• To do:
Render everything from the line that contains "the office background" down to the end of the material as a JSON list of strings, one string per line, skipping blank lines. Leave the pictures out of the list.

Items stored from a collection:

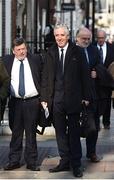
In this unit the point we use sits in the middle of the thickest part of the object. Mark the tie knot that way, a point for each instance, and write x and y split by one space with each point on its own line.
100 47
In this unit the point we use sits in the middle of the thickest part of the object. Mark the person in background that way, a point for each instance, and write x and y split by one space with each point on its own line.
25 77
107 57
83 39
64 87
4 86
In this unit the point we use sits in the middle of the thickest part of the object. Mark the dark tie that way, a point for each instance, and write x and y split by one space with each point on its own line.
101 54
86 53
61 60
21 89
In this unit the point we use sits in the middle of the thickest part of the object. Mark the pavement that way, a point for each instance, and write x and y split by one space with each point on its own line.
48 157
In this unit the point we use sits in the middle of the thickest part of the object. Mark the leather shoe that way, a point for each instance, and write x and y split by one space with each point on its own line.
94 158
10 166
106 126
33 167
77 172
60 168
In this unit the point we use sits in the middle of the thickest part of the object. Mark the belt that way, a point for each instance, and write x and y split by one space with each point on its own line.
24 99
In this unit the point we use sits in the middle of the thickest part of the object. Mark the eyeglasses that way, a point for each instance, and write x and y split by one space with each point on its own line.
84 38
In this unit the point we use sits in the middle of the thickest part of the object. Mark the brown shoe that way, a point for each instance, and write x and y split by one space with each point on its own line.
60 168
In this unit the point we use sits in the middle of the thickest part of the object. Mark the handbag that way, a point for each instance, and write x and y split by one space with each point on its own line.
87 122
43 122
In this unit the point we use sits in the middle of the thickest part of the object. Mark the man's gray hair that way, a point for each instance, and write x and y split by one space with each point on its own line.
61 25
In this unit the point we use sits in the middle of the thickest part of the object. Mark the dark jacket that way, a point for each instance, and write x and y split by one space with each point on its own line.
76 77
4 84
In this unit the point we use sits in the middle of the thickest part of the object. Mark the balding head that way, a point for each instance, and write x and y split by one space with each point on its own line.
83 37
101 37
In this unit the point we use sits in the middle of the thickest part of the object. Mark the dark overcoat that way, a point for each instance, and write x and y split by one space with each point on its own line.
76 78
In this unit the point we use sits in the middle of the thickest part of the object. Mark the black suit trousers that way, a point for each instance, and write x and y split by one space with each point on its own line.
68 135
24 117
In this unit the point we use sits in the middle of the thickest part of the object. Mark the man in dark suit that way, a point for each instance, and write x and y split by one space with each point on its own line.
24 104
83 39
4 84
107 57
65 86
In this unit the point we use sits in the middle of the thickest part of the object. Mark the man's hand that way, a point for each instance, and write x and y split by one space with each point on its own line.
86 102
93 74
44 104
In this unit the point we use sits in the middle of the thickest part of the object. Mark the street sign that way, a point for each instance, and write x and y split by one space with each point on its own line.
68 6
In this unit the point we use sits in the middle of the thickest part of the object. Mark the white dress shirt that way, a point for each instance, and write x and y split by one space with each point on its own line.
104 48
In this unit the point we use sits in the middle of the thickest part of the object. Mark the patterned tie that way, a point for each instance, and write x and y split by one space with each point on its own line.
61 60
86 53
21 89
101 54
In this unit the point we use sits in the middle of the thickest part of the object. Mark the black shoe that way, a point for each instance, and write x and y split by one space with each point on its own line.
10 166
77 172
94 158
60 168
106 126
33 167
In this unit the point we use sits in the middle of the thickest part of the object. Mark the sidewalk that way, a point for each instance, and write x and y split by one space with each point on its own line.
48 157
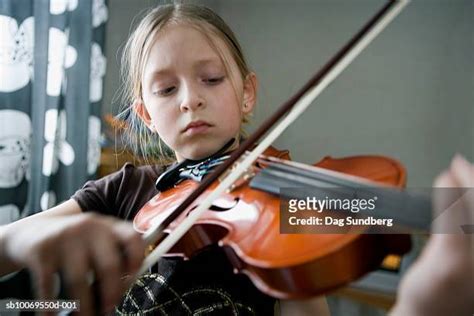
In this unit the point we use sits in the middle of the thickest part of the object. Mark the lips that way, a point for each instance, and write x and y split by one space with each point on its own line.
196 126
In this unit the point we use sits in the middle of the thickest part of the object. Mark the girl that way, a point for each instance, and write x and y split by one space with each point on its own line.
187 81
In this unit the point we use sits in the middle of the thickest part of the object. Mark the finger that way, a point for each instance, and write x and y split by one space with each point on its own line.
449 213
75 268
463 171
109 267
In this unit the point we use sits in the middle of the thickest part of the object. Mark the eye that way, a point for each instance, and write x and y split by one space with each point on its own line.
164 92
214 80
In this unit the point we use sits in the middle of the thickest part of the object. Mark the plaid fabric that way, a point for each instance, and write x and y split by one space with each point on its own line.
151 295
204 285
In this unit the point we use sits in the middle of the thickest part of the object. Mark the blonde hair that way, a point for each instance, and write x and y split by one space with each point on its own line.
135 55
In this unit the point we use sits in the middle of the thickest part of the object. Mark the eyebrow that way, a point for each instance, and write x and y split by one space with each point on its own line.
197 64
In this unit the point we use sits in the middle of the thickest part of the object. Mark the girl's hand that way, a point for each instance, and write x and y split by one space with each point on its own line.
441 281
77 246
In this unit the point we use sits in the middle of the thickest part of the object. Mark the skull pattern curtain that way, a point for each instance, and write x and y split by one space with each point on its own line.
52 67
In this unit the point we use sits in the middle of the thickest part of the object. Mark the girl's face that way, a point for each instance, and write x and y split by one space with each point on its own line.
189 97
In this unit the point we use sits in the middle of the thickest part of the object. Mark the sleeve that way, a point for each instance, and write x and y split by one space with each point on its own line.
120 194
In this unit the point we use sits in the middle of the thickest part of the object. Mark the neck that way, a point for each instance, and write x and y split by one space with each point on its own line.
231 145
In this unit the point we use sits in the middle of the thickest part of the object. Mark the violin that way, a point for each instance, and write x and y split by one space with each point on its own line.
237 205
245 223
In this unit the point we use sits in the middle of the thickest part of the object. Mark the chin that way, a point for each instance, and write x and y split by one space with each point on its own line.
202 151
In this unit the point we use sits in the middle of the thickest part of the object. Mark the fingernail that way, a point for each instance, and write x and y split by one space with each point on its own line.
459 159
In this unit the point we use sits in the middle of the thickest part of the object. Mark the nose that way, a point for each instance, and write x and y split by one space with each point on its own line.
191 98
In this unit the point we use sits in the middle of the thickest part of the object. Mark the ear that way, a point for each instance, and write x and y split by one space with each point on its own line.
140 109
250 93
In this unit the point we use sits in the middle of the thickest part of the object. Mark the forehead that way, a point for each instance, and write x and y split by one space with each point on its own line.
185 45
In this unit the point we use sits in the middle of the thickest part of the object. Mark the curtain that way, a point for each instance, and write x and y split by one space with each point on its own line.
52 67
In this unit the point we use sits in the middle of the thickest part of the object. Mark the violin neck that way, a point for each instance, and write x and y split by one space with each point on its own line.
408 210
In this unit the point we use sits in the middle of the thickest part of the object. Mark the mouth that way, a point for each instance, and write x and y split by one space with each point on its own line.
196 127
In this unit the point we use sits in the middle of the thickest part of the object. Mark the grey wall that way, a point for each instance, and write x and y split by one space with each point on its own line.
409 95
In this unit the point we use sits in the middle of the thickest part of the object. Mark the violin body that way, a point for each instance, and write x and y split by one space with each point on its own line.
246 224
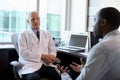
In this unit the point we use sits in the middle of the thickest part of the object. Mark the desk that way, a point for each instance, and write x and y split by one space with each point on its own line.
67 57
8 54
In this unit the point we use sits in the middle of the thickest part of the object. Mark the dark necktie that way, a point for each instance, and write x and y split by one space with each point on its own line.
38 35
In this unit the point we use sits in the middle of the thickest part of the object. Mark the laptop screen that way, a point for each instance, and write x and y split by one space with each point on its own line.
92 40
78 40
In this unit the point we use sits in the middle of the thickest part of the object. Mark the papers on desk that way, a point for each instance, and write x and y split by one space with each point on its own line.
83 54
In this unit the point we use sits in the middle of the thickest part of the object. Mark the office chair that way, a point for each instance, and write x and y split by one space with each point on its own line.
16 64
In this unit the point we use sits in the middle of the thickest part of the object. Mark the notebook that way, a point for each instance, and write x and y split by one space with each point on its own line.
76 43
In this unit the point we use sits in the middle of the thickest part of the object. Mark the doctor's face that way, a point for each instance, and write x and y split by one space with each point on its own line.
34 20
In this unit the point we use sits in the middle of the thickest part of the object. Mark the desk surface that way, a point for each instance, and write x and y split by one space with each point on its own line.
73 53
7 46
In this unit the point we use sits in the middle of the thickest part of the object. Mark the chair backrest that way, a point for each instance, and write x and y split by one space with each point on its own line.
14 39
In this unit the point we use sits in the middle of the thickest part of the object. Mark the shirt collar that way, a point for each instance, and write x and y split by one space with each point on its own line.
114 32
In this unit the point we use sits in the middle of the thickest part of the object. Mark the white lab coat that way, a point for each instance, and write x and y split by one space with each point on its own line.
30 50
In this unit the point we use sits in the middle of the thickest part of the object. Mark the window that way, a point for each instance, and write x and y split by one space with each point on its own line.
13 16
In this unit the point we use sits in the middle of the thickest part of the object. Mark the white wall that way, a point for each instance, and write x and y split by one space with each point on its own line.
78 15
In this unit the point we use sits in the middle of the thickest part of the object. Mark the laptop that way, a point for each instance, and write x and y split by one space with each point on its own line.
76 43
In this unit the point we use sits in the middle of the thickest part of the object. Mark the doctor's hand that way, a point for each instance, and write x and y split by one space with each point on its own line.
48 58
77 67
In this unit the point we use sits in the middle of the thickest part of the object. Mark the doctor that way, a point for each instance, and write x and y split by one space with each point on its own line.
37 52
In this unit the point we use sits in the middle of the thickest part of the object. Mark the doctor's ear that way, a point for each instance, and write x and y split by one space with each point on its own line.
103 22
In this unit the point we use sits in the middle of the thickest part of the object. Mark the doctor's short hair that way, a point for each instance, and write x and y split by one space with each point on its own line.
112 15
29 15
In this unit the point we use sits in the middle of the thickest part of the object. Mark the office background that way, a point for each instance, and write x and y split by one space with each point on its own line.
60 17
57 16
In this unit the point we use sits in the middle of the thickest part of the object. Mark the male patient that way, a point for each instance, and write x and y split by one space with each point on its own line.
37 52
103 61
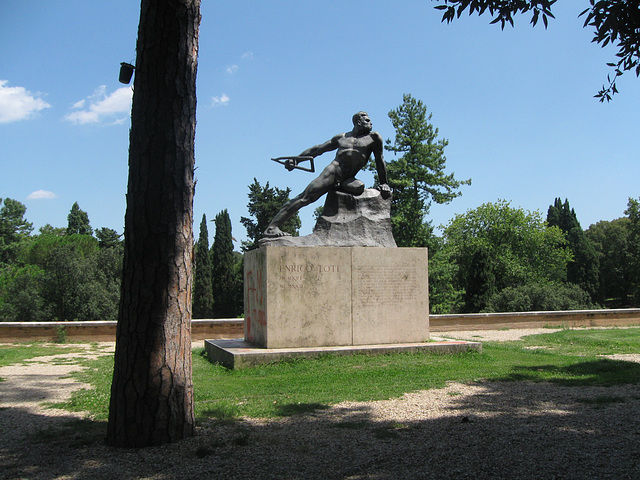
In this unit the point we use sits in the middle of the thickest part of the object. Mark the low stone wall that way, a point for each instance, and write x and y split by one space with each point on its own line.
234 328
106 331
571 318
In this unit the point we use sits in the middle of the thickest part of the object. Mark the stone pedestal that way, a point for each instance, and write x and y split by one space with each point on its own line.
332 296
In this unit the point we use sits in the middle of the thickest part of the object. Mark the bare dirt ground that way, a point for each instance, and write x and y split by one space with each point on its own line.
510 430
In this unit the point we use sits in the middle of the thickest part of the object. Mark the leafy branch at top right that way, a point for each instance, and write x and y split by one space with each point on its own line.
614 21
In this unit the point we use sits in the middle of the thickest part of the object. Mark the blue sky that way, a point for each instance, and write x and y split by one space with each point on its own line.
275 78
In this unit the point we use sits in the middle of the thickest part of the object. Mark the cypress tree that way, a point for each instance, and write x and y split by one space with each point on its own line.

• The output:
[
  "In this unit the point we use sits in the middle of the thickest part of the object. Mark the office background that way, a point for each instance, and write x and y split by one space with each point on its own line.",
  "60 17",
  "57 16",
  "In this unit the point we use sits in the middle of the thickest part of the object. Mark the male patient that way, a point for each instance, and write x and y split by one space with each point on its own line.",
  "37 52",
  "103 61",
  "In this unit the point we use sits in the middle of the thickest part of the object. Mark the low stone wall that way, a point for each instance, and write x and y split by one space with each point on its own line.",
  "234 328",
  "106 331",
  "571 318",
  "In this unit the point we use sits in the middle of the thickest part of the object. Mark the stone pedestal that way, a point for each instance, and write x and y split by one space with each point on its own line.",
  "332 296",
  "In this unit the point we use sits in the middle of the thickest part of the object. Mark the bare dirt ground that way, a point for each instance, and write x and y split by one space with each point on its own line.",
  "510 430",
  "In this unit the point we use sits in the middle of the thickest part of the object. Mark the leafy branch at top right that way, a point for each instance, and write x and y split by one space with each point on its own line.",
  "614 21",
  "In this unit the point we use sits in the middle of the thickest part of the object. Mark the blue sky that way, a point for each instance, and write x and y split by one space with each point on its own line.",
  "275 78",
  "In this unit the point we use sits in the middle of the thickest part of the object. Mark the cypress tree that way, a point for each instance, and write x and y split by one space with each point on its own line."
]